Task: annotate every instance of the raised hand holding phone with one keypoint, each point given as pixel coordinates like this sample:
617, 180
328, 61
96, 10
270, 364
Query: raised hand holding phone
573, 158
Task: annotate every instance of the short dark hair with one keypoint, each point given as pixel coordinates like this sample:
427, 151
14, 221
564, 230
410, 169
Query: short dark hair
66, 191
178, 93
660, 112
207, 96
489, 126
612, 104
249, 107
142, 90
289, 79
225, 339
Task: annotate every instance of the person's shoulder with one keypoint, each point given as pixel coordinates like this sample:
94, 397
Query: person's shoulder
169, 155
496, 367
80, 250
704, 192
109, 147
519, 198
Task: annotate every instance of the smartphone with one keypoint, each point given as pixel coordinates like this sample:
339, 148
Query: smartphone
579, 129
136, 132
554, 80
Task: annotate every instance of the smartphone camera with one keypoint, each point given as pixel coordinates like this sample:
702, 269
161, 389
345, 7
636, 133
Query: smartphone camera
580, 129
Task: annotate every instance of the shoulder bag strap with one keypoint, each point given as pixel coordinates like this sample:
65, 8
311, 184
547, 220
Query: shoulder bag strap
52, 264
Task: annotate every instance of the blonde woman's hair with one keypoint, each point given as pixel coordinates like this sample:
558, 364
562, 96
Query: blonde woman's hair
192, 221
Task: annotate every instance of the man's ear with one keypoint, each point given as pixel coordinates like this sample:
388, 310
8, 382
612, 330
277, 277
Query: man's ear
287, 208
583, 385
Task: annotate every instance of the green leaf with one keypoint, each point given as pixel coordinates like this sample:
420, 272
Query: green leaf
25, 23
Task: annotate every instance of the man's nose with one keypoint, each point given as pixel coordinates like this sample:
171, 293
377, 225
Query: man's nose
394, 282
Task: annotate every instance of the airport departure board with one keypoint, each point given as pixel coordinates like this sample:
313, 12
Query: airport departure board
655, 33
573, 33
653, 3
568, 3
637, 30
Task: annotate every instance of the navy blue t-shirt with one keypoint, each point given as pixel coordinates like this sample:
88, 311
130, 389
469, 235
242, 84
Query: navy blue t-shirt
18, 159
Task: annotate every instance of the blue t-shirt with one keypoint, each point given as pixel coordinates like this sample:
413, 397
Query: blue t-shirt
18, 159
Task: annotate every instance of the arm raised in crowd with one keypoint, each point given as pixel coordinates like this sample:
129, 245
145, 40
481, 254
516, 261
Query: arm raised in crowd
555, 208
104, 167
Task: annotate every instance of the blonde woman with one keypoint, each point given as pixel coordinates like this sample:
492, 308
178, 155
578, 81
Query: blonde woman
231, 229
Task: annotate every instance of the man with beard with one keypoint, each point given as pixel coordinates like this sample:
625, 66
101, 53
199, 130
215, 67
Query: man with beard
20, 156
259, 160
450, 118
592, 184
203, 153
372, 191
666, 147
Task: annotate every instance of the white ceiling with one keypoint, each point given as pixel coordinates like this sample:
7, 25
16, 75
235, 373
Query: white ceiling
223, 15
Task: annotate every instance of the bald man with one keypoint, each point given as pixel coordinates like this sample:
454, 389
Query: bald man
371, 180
● ● ● ● ● ● ●
◆ JOB ◆
Which lines run from the one containing "Task: annotate every instance of the blonde woman with" to the end of the entries above? Quote exactly those, and only those.

◆ ANSWER TO THE TASK ◆
Task: annotate every instance of the blonde woman with one keypoint, each point given as pixel coordinates like this sample:
492, 308
178, 155
578, 81
Query: blonde woman
231, 229
Task: annotate every instance of the man with beard with one keypoint, each point given as pixel coordinates like this sample:
625, 66
101, 53
199, 130
215, 67
Query: man with beard
20, 156
259, 160
450, 118
592, 184
203, 153
372, 191
666, 147
Task: annotate every instance of the white ceiling with one keypoint, each point given as pixel coordinates like this sample:
7, 25
16, 75
235, 373
Query: white ceiling
223, 15
Task: annotate every instance of the bald man with one keypoint, each point given as pixel coordinates like this sample:
454, 389
Query: bald man
371, 180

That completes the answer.